De schaarse gelden dienen productief te worden ingezet en dus zo min mogelijk aan het apparaat zelf. Dit alles vergt een veel meer bedrijfsmatige aanpak, waarbij niet is gezegd dat de overheid buitenspel wordt gezet. Integendeel. Maar de publieke sector is er, zoals het woord zegt, om het publieke doel te dienen, te faciliteren. In die zin heeft Chata gelijk: de (stagnerende en zelfs tegenvallende) prestaties, de moordende en slimme concurrentie ‘out there’ én het feit dat er een groot nationaal economisch belang mee is gemoeid, nopen tot een grondige heroriëntatie. Dit moet in gezamenlijkheid gebeuren. Met CTB en het ministerie van Economische Ontwikkeling (MEO) in een public-private partnership, zoals voorgenomen en beloofd op pagina’s 76 en 77 van het masterplan. Niet langer dralen, maar dóen.
Toch moet Chata óók intern orde op zaken stellen, zaken onderling eerlijk benoemen en oplossen. Chata wordt al tijden verdeeld door de vraag of nu gemikt moet worden op de verdere uitbouw van de Europese markt - waar Curaçao als bestemming bovengemiddeld goed scoort - of juist middelen moet aanwenden voor het opkrikken van de Amerikaanse markt, die nog zeer matige resultaten oplevert. Het masterplan wijst op de in potentie grote kansen die Noord-Amerika heeft te bieden, zonder tegelijkertijd Europa te verwaarlozen. Sommige hotels die meer gericht zijn op de veeleisende Amerikaanse vakantieganger hebben het momenteel zwaar, zwaarder dan de rest. Door de dip, waaronder uit Venezuela waar in wezen niemand echt iets aan kan doen, door de soms oneerlijke concurrentie van appartementen, maar eveneens doordat hun product niet meer ‘up to par’ is en dus ondermaats is. Met name de oudere hotelcomplexen vereisen enorme investeringen in upgrading. De recente verkoop en renovatie van het Marriott zullen een goede kwaliteitsimpuls zijn voor andere (naburige) hotels op het eiland om ook hun voorzieningen flink te verbeteren. De overheid kan eventueel incentives aanbieden, evenals dat de overheid er dwingend op moet toezien dat vrijwel leegstaande, in slechte staat verkerende hotels (Plaza) of zelfs gesloten hotels (Sunset Waters, voorheen Coral Cliff) binnen een strakke termijn worden opgeknapt en heropend - desnoods af te dwingen via een gerechtelijke procedure.

### Opdrachtomschrijving
Vat de brontekst samen in twee zinnen. De rijen staan los van de brontekst.

### Aangeleverde gegevens
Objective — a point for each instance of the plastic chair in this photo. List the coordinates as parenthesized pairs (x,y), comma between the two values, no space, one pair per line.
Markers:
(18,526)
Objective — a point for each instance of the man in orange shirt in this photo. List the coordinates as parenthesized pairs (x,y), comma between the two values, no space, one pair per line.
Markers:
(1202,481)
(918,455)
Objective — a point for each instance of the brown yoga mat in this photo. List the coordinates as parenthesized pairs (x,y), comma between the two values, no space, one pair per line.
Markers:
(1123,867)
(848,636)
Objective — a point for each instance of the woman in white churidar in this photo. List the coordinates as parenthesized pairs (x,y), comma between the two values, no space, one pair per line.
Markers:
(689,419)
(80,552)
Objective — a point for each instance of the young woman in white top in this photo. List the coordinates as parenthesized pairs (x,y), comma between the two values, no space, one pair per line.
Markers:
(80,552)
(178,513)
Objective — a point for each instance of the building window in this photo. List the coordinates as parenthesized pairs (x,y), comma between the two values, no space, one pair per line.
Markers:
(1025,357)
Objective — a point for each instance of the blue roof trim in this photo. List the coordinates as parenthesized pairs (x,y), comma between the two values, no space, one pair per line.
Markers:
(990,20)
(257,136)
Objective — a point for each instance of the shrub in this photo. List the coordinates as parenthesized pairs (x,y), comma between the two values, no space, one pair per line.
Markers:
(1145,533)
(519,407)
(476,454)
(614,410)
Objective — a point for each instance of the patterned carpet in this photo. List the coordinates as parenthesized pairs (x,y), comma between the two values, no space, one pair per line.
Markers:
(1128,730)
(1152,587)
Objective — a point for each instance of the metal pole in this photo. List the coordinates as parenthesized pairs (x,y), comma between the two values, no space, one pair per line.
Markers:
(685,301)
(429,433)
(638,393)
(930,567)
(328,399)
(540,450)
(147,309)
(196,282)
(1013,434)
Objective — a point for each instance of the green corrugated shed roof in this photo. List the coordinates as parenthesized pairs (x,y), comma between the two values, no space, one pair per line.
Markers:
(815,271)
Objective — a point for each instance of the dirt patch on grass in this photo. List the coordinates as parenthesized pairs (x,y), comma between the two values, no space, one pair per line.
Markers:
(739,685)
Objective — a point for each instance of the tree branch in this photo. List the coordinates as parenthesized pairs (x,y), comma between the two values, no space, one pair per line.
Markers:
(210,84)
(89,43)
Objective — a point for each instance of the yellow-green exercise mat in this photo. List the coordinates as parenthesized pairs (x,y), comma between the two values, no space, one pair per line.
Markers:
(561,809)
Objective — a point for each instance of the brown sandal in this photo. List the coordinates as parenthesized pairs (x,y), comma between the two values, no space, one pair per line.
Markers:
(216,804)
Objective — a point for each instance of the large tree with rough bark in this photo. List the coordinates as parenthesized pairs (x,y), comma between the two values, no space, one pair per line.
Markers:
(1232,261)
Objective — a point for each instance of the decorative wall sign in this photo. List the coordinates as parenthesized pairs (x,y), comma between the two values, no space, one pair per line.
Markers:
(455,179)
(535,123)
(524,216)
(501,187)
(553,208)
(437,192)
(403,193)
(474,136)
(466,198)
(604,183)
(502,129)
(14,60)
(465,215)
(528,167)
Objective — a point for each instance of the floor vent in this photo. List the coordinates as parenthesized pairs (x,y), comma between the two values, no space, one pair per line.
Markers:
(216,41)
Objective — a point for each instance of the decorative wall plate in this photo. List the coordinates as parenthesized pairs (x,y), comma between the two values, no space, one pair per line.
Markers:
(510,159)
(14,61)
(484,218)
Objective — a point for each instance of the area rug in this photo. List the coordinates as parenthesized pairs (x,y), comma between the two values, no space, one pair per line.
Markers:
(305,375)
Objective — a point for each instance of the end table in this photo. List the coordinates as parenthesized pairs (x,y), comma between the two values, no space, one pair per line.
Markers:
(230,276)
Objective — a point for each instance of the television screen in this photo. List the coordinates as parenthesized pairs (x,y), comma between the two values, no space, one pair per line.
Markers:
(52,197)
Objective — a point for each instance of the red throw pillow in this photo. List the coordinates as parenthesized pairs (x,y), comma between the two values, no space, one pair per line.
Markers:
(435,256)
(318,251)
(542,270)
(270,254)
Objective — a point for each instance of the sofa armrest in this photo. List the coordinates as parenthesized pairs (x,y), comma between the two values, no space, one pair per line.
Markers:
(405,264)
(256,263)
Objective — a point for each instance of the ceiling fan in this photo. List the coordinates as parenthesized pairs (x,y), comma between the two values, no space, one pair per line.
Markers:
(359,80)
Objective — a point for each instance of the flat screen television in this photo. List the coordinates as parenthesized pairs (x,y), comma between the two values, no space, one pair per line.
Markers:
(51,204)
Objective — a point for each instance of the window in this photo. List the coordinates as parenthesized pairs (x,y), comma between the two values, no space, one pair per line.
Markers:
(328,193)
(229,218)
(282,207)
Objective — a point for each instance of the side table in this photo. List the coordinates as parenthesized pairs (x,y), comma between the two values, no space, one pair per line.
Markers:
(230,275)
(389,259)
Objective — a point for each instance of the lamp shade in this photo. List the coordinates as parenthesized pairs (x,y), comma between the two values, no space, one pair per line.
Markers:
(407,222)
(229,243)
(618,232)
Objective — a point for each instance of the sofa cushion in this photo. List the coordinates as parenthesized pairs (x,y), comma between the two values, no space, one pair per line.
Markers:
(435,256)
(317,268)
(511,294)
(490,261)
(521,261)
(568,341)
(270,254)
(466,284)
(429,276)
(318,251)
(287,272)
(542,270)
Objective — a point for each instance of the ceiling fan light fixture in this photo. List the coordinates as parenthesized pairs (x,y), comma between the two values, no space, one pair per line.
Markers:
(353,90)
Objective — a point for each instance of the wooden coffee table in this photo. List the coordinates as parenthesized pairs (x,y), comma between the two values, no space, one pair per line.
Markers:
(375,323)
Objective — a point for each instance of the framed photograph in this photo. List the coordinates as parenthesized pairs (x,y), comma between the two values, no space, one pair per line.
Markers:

### Uitwerking opdracht
Tegenvallende prestaties, moordende concurrentie en een groot nationaal economisch belang nopen tot een grondige heroriëntatie, die Chata samen met CTB en het ministerie van Economische Ontwikkeling in een public-private partnership moet aanpakken. Daarnaast moet Chata intern orde op zaken stellen, onder meer over de keuze tussen de Europese en de Amerikaanse markt, en vereisen vooral oudere hotels grote investeringen in upgrading, waarbij de overheid incentives kan bieden en erop moet toezien dat vervallen of gesloten hotels binnen een strakke termijn worden opgeknapt en heropend.